* **Description of the task**: Copy out the items below, starting at the line that contains "job: return the mask of every instance of the blurred background" and ending after the line that contains "[[[0,140],[1,176],[271,176],[155,126],[90,119],[86,126]]]".

(Collection entries)
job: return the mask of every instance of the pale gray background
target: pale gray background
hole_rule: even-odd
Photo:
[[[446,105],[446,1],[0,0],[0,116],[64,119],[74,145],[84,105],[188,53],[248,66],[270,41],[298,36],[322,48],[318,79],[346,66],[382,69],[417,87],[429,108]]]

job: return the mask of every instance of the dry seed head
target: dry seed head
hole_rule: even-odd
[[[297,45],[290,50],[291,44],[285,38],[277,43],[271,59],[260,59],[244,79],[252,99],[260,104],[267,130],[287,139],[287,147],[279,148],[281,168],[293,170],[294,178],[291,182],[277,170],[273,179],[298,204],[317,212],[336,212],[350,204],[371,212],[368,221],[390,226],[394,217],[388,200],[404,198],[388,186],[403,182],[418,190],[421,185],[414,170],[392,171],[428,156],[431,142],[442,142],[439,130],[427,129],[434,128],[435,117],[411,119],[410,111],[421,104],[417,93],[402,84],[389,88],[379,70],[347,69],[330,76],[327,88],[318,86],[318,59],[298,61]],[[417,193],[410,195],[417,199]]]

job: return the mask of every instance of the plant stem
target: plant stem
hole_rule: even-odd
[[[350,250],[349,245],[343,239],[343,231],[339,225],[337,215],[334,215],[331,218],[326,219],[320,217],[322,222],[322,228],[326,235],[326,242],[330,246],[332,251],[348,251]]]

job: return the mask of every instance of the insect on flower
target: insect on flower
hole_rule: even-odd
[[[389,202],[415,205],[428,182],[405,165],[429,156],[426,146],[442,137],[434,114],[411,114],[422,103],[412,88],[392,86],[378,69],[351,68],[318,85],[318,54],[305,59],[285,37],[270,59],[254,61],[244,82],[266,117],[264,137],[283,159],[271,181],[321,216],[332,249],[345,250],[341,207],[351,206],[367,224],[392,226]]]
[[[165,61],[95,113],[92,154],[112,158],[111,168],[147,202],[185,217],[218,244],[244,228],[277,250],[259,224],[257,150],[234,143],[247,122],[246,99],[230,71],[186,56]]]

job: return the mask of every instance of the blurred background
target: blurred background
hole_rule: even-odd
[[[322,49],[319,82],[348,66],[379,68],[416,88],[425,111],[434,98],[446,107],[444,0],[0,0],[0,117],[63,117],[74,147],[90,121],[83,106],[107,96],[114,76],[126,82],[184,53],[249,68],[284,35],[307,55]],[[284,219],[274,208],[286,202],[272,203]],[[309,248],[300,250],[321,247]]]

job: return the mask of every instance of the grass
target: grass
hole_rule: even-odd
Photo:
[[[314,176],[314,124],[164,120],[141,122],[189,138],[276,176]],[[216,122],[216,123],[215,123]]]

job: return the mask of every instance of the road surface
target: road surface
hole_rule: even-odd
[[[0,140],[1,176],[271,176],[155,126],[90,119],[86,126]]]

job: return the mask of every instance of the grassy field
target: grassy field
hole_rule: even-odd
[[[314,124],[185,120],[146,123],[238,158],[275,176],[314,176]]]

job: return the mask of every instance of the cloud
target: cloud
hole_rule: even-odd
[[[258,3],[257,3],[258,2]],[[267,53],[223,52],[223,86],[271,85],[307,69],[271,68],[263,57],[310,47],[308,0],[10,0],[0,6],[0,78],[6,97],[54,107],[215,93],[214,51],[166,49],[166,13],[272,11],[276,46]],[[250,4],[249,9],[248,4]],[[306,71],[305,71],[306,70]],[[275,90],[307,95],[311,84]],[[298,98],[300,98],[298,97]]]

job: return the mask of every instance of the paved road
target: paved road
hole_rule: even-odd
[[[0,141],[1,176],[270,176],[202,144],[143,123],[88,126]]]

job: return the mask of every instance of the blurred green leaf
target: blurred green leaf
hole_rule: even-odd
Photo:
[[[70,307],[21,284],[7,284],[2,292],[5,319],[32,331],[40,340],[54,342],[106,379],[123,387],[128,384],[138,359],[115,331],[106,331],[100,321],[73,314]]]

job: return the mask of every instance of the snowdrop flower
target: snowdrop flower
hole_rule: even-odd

* **Solution for this exercise**:
job: return the mask of every instance of the blurred background
target: blurred background
hole_rule: even-odd
[[[322,49],[319,82],[348,66],[379,68],[416,88],[425,111],[434,98],[446,107],[444,0],[0,0],[0,117],[63,117],[74,147],[90,121],[83,106],[107,96],[114,76],[126,82],[184,53],[249,68],[284,35],[307,55]],[[284,219],[274,208],[286,202],[272,203]],[[309,248],[300,250],[321,247]]]

job: return the mask of every instance of the grass
target: grass
hole_rule: even-odd
Photo:
[[[314,176],[314,124],[164,120],[141,122],[189,138],[276,176]],[[216,122],[216,123],[215,123]]]

job: return the mask of every instance of the road surface
target: road surface
hole_rule: even-odd
[[[0,140],[1,176],[271,176],[155,126],[90,119],[86,126]]]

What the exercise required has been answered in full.